◆ Supplied material
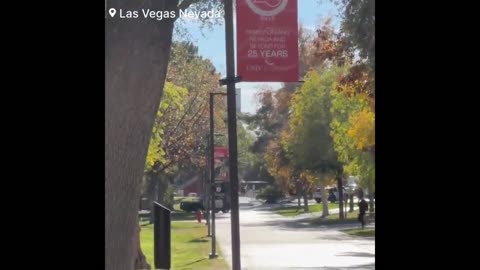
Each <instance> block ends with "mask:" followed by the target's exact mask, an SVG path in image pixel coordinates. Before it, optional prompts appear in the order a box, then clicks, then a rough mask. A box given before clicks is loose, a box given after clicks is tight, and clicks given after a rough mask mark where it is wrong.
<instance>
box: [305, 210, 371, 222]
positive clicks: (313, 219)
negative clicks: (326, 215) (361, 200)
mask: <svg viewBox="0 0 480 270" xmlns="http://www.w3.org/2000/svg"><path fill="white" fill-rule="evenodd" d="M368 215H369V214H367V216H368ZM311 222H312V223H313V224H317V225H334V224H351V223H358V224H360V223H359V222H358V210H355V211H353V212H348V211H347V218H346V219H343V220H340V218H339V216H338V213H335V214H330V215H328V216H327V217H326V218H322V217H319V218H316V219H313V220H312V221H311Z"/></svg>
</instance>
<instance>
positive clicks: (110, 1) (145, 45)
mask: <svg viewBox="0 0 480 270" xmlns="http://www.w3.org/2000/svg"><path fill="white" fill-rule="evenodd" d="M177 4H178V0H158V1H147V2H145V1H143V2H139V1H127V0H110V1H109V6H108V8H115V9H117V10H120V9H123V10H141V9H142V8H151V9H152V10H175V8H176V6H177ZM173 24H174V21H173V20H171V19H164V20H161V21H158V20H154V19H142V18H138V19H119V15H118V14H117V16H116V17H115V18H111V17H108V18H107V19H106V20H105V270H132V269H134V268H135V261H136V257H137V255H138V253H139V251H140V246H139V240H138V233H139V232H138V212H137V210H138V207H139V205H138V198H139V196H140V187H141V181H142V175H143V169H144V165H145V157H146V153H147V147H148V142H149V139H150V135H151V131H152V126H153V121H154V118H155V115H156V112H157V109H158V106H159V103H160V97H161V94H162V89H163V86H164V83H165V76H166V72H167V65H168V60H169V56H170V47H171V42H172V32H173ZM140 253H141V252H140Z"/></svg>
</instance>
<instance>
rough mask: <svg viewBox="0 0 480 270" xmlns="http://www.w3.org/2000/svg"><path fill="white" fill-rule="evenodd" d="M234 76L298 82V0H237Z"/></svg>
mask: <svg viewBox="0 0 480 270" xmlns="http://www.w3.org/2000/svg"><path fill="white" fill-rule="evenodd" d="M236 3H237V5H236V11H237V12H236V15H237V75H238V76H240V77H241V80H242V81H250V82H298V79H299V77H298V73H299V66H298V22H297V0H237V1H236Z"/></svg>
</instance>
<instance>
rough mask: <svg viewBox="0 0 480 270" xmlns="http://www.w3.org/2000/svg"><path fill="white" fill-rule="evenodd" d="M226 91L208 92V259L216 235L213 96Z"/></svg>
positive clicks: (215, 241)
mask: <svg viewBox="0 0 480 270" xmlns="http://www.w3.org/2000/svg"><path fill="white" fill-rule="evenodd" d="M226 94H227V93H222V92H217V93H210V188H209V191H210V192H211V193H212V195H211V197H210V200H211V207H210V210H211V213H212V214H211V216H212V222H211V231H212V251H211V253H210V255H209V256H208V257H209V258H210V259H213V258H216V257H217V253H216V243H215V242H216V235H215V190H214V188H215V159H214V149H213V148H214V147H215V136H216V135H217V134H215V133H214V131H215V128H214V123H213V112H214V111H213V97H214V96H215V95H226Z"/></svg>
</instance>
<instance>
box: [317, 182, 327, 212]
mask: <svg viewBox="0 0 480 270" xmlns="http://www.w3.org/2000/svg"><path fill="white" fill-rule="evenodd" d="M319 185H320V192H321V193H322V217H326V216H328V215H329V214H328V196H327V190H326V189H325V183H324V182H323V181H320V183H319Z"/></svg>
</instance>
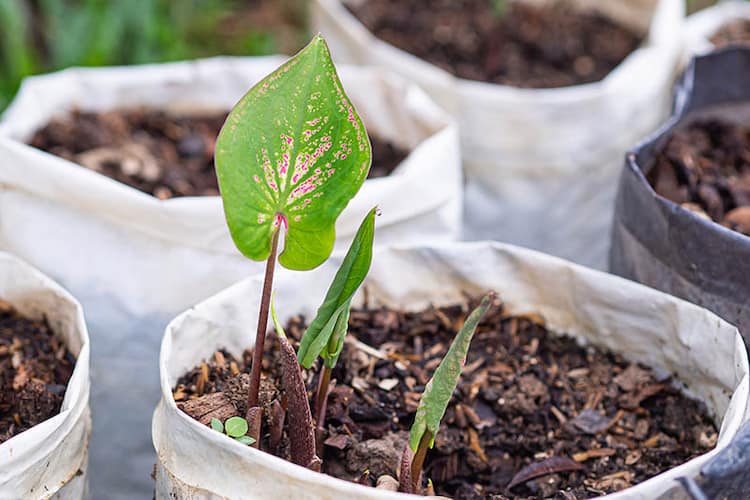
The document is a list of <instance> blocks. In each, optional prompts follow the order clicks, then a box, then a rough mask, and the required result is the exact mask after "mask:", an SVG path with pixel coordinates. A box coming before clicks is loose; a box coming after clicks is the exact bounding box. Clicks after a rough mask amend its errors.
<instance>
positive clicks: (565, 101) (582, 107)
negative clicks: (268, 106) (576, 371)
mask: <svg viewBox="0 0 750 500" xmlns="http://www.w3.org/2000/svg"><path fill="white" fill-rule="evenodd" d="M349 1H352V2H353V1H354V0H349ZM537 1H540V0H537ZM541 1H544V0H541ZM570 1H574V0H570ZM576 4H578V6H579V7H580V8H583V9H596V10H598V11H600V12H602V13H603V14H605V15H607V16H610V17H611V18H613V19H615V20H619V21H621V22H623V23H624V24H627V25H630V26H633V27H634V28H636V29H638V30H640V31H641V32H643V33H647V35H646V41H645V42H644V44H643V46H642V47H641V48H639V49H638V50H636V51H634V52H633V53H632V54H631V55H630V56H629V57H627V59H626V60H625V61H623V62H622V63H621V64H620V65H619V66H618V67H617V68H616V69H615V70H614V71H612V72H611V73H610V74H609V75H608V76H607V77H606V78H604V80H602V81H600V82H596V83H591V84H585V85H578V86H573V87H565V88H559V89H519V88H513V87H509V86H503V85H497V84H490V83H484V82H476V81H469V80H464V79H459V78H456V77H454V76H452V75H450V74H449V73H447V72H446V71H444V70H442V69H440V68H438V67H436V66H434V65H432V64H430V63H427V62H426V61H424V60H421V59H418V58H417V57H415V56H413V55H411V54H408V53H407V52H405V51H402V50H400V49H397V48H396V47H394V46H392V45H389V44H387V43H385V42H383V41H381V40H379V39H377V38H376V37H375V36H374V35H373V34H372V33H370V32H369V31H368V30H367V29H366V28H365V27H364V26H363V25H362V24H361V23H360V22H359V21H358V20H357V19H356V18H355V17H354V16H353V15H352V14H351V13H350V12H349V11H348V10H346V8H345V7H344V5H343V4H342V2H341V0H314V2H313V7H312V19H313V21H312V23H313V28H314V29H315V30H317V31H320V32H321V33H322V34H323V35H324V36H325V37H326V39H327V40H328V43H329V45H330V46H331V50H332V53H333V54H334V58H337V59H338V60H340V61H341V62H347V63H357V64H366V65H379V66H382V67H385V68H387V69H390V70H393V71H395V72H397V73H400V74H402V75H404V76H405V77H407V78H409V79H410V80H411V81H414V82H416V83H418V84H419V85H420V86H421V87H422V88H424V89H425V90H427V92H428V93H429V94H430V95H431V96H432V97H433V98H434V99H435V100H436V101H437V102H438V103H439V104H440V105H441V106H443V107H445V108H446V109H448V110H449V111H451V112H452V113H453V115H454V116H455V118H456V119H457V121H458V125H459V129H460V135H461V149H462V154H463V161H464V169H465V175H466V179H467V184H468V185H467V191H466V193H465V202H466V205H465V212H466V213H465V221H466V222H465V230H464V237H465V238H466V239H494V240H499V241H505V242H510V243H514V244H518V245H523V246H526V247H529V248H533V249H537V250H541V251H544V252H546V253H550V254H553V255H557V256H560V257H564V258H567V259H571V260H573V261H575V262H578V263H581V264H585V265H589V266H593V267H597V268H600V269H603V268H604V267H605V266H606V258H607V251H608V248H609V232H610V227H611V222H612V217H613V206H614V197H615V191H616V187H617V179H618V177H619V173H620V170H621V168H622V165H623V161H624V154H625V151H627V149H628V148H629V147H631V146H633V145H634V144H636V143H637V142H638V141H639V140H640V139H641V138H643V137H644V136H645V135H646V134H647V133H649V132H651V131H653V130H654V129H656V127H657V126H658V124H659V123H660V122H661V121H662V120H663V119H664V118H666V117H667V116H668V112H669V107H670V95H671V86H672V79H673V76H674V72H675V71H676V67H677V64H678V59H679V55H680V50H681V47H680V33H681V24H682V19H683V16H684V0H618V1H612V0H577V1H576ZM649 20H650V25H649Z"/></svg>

◆ Description of the task
Can you write out all the material above again with "positive clicks" renamed to "foreground clicks" everywhere it occurs and nothing else changed? Leave the pictures out of your answer.

◆ Answer space
Each <instance> block ends with "mask:" followed by the target's exact mask, an SVG path in image pixel coordinates. Before it, optional prompts appear in the order a box, then clicks, then a rough mask. A box given before clicks is loose, a box given after clicks is tight, and clicks given after a rough mask mark where it is wrong.
<instance>
box: [305, 210, 371, 222]
foreground clicks: (313, 219)
negative clicks: (326, 215) (361, 200)
mask: <svg viewBox="0 0 480 270" xmlns="http://www.w3.org/2000/svg"><path fill="white" fill-rule="evenodd" d="M368 215H369V214H367V216H368ZM311 222H312V223H313V224H317V225H334V224H351V223H358V224H360V223H359V222H358V210H355V211H353V212H348V211H347V218H346V219H343V220H340V218H339V216H338V213H335V214H330V215H328V216H327V217H326V218H322V217H319V218H316V219H313V220H312V221H311Z"/></svg>
</instance>
<instance>
foreground clicks: (110, 1) (145, 45)
mask: <svg viewBox="0 0 480 270" xmlns="http://www.w3.org/2000/svg"><path fill="white" fill-rule="evenodd" d="M177 4H178V0H158V1H147V2H145V1H143V2H139V1H127V0H110V1H109V6H108V8H115V9H117V10H120V9H123V10H141V9H142V8H151V9H152V10H175V8H176V6H177ZM173 24H174V21H173V20H171V19H164V20H161V21H158V20H154V19H142V18H138V19H119V15H118V14H117V16H116V17H115V18H111V17H108V18H107V19H106V20H105V270H132V269H134V268H135V261H136V257H137V255H138V253H139V251H140V246H139V240H138V233H139V232H138V212H137V210H138V207H139V205H138V198H139V196H140V187H141V181H142V175H143V169H144V165H145V157H146V153H147V147H148V142H149V139H150V135H151V131H152V126H153V121H154V118H155V115H156V112H157V109H158V106H159V103H160V97H161V94H162V89H163V86H164V83H165V76H166V72H167V65H168V60H169V56H170V47H171V42H172V32H173ZM140 253H141V252H140Z"/></svg>
</instance>
<instance>
rough mask: <svg viewBox="0 0 480 270" xmlns="http://www.w3.org/2000/svg"><path fill="white" fill-rule="evenodd" d="M234 76L298 82V0H237Z"/></svg>
mask: <svg viewBox="0 0 480 270" xmlns="http://www.w3.org/2000/svg"><path fill="white" fill-rule="evenodd" d="M236 3H237V5H236V11H237V12H236V15H237V75H238V76H240V77H241V80H242V81H250V82H298V79H299V77H298V73H299V66H298V22H297V0H237V1H236Z"/></svg>
</instance>
<instance>
rough mask: <svg viewBox="0 0 480 270" xmlns="http://www.w3.org/2000/svg"><path fill="white" fill-rule="evenodd" d="M226 91L208 92V259L216 235L213 96Z"/></svg>
foreground clicks: (215, 241)
mask: <svg viewBox="0 0 480 270" xmlns="http://www.w3.org/2000/svg"><path fill="white" fill-rule="evenodd" d="M226 94H227V93H222V92H217V93H210V188H209V191H210V192H211V193H212V195H211V197H210V200H211V207H210V210H211V213H212V214H211V216H212V222H211V231H212V251H211V253H210V255H209V256H208V257H209V258H210V259H213V258H216V257H217V253H216V243H215V242H216V235H215V190H214V188H215V159H214V149H213V148H214V147H215V136H216V135H217V134H215V133H214V131H215V128H214V123H213V112H214V111H213V97H214V96H215V95H226Z"/></svg>
</instance>
<instance>
box: [317, 182, 327, 212]
mask: <svg viewBox="0 0 480 270" xmlns="http://www.w3.org/2000/svg"><path fill="white" fill-rule="evenodd" d="M319 185H320V192H321V193H322V217H326V216H328V215H329V214H328V196H327V190H326V189H325V183H324V182H323V181H320V183H319Z"/></svg>
</instance>
The document is a list of <instance> blocks. In each, optional prompts follow the order clicks, then a box, then a rough mask, and the required result is the exact mask after "mask:", an SVG path with pixel coordinates. A box coming before clicks is loose; a box coming after clicks is the exact bounding box. Clicks after a rough mask amend its errors.
<instance>
foreground clicks: (565, 101) (582, 107)
negative clicks: (268, 106) (576, 371)
mask: <svg viewBox="0 0 750 500" xmlns="http://www.w3.org/2000/svg"><path fill="white" fill-rule="evenodd" d="M349 1H352V2H353V1H354V0H349ZM537 1H540V0H537ZM541 1H544V0H541ZM570 1H574V0H570ZM576 4H578V6H579V7H580V8H583V9H596V10H598V11H600V12H602V13H603V14H605V15H607V16H610V17H611V18H613V19H615V20H619V21H621V22H623V23H624V24H627V25H630V26H633V27H634V28H636V29H638V30H640V31H641V32H643V33H647V35H646V41H645V42H644V44H643V46H642V47H641V48H639V49H638V50H636V51H634V52H633V53H632V54H631V55H630V56H629V57H627V59H626V60H625V61H623V62H622V63H621V64H620V65H619V66H618V67H617V68H616V69H615V70H614V71H612V72H611V73H610V74H609V75H608V76H607V77H606V78H604V80H602V81H600V82H596V83H591V84H585V85H578V86H573V87H565V88H559V89H519V88H513V87H509V86H503V85H497V84H490V83H484V82H476V81H469V80H464V79H459V78H456V77H454V76H452V75H450V74H449V73H447V72H446V71H444V70H442V69H440V68H438V67H436V66H434V65H432V64H430V63H427V62H426V61H424V60H421V59H418V58H417V57H415V56H413V55H411V54H408V53H407V52H405V51H402V50H400V49H397V48H396V47H394V46H392V45H389V44H387V43H385V42H383V41H381V40H379V39H377V38H376V37H375V36H374V35H373V34H372V33H370V32H369V31H368V30H367V29H366V28H365V27H364V26H363V25H362V24H361V23H360V22H359V21H358V20H357V19H356V18H355V17H354V16H353V15H352V14H351V13H350V12H349V11H348V10H346V8H345V7H344V5H343V4H342V2H341V0H314V2H313V7H312V19H313V21H312V23H313V28H314V29H315V30H317V31H320V32H321V33H322V34H323V35H324V36H325V37H326V39H327V40H328V43H329V45H330V46H331V50H332V53H333V54H334V58H337V59H338V60H340V61H341V62H347V63H357V64H366V65H379V66H382V67H385V68H387V69H390V70H393V71H395V72H397V73H400V74H402V75H404V76H405V77H407V78H409V79H410V80H411V81H414V82H416V83H418V84H419V85H420V86H421V87H422V88H424V89H425V90H427V92H428V93H429V94H430V95H431V96H432V97H433V98H434V99H435V100H436V101H437V102H438V103H439V104H440V105H441V106H443V107H445V108H446V109H448V110H449V111H451V112H452V113H453V115H454V116H455V118H456V119H457V121H458V125H459V129H460V135H461V149H462V154H463V161H464V169H465V175H466V179H467V184H468V185H467V191H466V193H465V202H466V205H465V212H466V213H465V221H466V222H465V230H464V237H465V238H466V239H494V240H499V241H505V242H510V243H514V244H518V245H523V246H526V247H529V248H533V249H537V250H541V251H544V252H546V253H550V254H553V255H557V256H560V257H564V258H567V259H571V260H573V261H575V262H578V263H581V264H585V265H589V266H593V267H597V268H600V269H603V268H604V267H605V266H606V258H607V251H608V248H609V232H610V227H611V222H612V217H613V206H614V197H615V191H616V187H617V179H618V177H619V173H620V170H621V168H622V165H623V161H624V154H625V151H627V149H628V148H629V147H631V146H633V145H634V144H636V143H637V142H638V141H639V140H640V139H641V138H643V137H644V136H645V135H646V134H647V133H649V132H651V131H653V130H654V129H656V127H657V126H658V124H659V123H660V122H661V121H662V120H663V119H664V118H666V117H667V116H668V112H669V107H670V95H671V86H672V79H673V76H674V72H675V71H676V67H677V64H678V59H679V55H680V50H681V47H680V33H681V24H682V19H683V16H684V0H618V1H612V0H577V1H576ZM649 20H650V25H649Z"/></svg>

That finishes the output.